◆ Source
+ + +
Version:

Profiles 0.2.x Changelog

Changelog for Profiles v0.2.x.

Version 0.2.2

12 November 2022

Our November release is significant as it has several fixes and improvements for an enhanced experience. Check it out and be sure to let us know your feedback.

What’s New

  • ID Stitcher / Feature Table - You can now define a view as source, in addition to table, in the inputs file. This is particularly of use when you need to support an sql query that’s complex or out of scope for PB. To use it, in your inputs file define the edge_source as view: <view_name> instead of table: <table_name>.
  • Inputvars - A new identifier which adds temporary helper columns to an input table, for use in calculating a featuretable.
  • Window Functions - In your model file, you can now add window function support to features, tablevars, tablefeatures and inputvars. Also, you can add filters to features.

Improvements

  • Schema version 9 makes it more streamlined to define the model. We welcome your feedback for further improvements on this.
  • Compile command now show errors if the input SQL is buggy.
  • Discover - subcommands entities and features now show a few more fields.
  • Discover - Export to CSV works for subcommands and also generates files in the output folder.
  • Init pb-project - Based on feedback, it now generates a README file and also has simpler YAML files with comments. It should now be easier for our users to create a model and get it running.
  • Several internal refactorings on how the application works.
  • Web app - Massive improvements under the hood related to UI elements, preserving state when entering data, showing correct data and validations, and displaying run time in user’s local time zone.

Bug Fixes

  • Fixed the issue where every time pb run was executed for a feature table, it was adding a new row to the output of pb discover features.
  • Resolved the bug where error wasn’t shown if an unknown flag was used.
  • There was an issue generating material tables on a new schema, which has now been resolved.
  • Bug fix on generating empty SQL files from input models.
  • Fixed bug where model names with _ in the name would sometimes fail to update the latest view pointer correctly.
  • Web app - Artifacts list now shows different folders for different runs to isolate them.
  • Web app - When the PB project is running, the screen now shows correct start timestamp.
  • Web app - Date filters to find PB runs are now working.
  • Web app - Scheduling UI is now fully responsive about when the run will take place.
+ + +
◆ What you need to do
Can you retype, word for word, the part of the Profiles changelog that opens with the words containing "Version 0.2.2" and closes with "know your feedback."?

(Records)
+ + +
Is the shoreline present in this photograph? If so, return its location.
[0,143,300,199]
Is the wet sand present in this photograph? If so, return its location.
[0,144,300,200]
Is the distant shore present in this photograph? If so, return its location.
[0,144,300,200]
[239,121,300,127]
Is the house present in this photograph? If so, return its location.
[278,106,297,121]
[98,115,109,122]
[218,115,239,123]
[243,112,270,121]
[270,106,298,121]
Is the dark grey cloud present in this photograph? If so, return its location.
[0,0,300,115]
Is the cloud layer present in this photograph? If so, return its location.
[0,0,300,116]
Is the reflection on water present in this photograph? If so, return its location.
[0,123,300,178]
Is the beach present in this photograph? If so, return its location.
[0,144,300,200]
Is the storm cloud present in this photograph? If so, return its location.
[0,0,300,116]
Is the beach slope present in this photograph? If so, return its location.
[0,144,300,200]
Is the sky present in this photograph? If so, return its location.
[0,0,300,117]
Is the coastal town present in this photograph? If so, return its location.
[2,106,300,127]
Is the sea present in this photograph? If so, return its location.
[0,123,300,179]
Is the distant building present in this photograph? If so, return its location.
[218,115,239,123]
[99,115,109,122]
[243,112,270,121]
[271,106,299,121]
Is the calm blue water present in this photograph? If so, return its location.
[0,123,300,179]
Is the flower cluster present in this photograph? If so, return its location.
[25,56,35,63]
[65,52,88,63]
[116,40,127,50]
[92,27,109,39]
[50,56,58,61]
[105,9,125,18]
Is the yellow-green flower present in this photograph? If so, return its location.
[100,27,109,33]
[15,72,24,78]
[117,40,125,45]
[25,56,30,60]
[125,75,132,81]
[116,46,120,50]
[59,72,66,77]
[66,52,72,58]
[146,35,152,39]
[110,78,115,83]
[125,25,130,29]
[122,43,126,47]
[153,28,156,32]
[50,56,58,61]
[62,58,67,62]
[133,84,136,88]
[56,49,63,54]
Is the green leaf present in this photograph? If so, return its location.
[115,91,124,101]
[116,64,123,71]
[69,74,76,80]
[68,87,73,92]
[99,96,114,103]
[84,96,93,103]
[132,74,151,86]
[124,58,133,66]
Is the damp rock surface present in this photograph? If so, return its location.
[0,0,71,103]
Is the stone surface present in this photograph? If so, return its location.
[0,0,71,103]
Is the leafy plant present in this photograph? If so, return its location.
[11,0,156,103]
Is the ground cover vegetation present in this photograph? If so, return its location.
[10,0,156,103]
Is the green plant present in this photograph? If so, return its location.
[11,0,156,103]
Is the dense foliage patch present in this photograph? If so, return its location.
+ + +
◆ Response to the task
Version 0.2.2

12 November 2022

Our November release is significant as it has several fixes and improvements for an enhanced experience. Check it out and be sure to let us know your feedback.